§ やること:
**A)** 抜粋箇所について、次の問いに答えよ。
(i) 先生が夏にかかった病気は何か。
(ii) 共産主義の方針として標語のようになっていた言葉は何か。
(iii) 先生は毎朝何時に起きていたか。
**B)** 抜粋箇所によれば、刑務所から工場へ向かう行列で互いに手を握らせたのはなぜか。1〜3文で説明せよ。

§ 抜粋箇所:
···
第一部[証言]先生と歩んだ平壌・興南時代
三、興南監獄での伝道

▲金元弼先生

蕩減復帰のための苦労

 また冬でも、パンツ一枚で仕事をして、汗を滝のように流すという労働であったのです。そういう中で、先生も天然痘にかかり、夏にはマラリアにかかられました。マラリアというのは、マラリア蚊に刺されるとなるのですが、その病気は、一日熱が出たら、またすぐ悪寒がして、震えがきます。そしてまた、熱くなって震える、そういう現象を起こします。それが10日間余りも続いたのです。

 共産主義の方針は、「働かざる者は食うべからず」であり、それが標語、生活哲学のようになっていました。病気であっても働かなければ、平常と同じ分量はもらえません。食料を減らされるのがつらくて、いくら痛くても、痛みを感じながらも出ていって、働かなければなりませんでした。

 そういう人たちとは違って、先生は、どういう難しいことがあっても必ず出て責任を果たさなければならないという一念で、一日の欠勤もなく働かれました。先生は、これは人間始祖の堕落の報いから来るものであると思われ、それを感謝して受けて、過去の義人聖人たちがみ旨の道を歩みながら悲惨に死んでいったことを思い、彼らの恨みを晴らしてあげなければならないという一心で、その苦難を耐えていかれたのです。

 先生は、天宙の蕩減という問題を御自身で受け、これを成し遂げなければならない立場です。そのために、そういう苦労を一個人の苦労として受けたのではなく、天宙的な苦労として、これに対したのです。その場合、この労働は、天宙的労働として先生の身を悩ませたということを考えなければならないと思うのです。義人聖人たちが歩んだ十字架の路程を勝利でもって貫かなければ、そういう人々の恨みを解くことはできないと考えていらっしゃったのです。

 もし、先生がこれを勝利できないとするならば、歴史の中、摂理の中で死んでいった人を、誰が蕩減し、恨みを晴らしていくのだろうということを考えるときに、先生は、死に物狂いでそれを勝利しなければならなかったのでした。「これが勝利できなければ、神の復帰の摂理は成らない」という気持ちで、どんなことがあっても朝5時には起きて体を整え、その仕事を果たしていかれたのです。

 刑務所から労働する興南工場まで、34キロメートルの距離ですが、行列を作って行きます。先生を訪ねた時、私が見ていたら、56人が横に並び、そして縦隊になっていました。お互いに手を握らせ、顔は絶対に下向きにして行かなければなりません。両側には、武装した看守がつきます。

 なぜ手を握らせるかというと、脱走できないようにするためです。人の手で作られた柵みたいなものです。もし一人が逃げ出したら、その両側の人が罰を受けるようになります。そして顔をなぜ下向きにさせたのかというと、工場は社会の中にありますから、牢屋から工場へ行く間に、一般の人たちがいるのです。それで、そういう人たちと何か目で合図したり、連絡したりできないようにするためなのです。
···
§ 提供された行:
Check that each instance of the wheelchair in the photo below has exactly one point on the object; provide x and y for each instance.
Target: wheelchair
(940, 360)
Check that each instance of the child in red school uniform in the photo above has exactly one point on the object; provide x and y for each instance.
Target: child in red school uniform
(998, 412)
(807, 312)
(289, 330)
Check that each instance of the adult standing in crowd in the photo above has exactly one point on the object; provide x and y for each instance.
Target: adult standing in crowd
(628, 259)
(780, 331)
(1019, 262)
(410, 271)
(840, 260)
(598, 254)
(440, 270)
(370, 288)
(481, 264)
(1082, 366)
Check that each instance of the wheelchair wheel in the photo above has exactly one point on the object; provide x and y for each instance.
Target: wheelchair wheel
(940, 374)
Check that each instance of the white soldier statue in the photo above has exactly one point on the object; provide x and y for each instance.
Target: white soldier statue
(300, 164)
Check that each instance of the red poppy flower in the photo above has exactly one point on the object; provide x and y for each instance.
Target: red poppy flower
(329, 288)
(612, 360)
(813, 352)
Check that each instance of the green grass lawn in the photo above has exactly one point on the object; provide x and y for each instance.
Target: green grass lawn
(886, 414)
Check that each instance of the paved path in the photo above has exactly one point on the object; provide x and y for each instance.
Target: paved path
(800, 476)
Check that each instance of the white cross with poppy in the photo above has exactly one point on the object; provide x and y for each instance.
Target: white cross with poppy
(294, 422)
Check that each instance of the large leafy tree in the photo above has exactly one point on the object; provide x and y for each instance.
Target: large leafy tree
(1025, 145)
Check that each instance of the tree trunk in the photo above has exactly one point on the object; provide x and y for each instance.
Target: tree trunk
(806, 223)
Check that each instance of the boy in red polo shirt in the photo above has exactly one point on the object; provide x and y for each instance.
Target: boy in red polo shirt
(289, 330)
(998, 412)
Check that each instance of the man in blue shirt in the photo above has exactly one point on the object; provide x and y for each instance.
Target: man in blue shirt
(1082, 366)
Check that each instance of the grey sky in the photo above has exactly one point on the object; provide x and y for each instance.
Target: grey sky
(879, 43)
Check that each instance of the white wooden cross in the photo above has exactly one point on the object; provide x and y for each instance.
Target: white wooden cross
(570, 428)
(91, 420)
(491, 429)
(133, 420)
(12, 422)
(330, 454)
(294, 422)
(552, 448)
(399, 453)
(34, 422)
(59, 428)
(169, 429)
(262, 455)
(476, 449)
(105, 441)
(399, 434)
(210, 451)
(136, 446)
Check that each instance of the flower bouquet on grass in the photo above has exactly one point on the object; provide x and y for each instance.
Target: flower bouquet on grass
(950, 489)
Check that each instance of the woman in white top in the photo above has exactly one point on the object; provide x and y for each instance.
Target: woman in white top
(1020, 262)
···
§ 解答:
**A)**
(i) マラリアである。
(ii) 「働かざる者は食うべからず」である。
(iii) 朝5時である。

**B)** 脱走できないようにするためである。握り合った手は人の手で作られた柵のようなもので、一人が逃げ出せばその両側の人が罰を受けることになっていた。